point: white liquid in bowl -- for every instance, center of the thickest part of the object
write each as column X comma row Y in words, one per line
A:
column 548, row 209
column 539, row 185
* * * * * * *
▶ EXERCISE
Lay out every line of the records above as a Markdown table with the columns No. and Entry, numbering each row and omitting blank lines.

▶ TASK SOLUTION
| No. | Entry |
|---|---|
| 1 | point: white liquid in bowl -- for every instance, center of the thickest part of the object |
| 2 | write each as column X comma row Y in words, one per line |
| 3 | A: |
| 4 | column 548, row 209 |
| 5 | column 539, row 185 |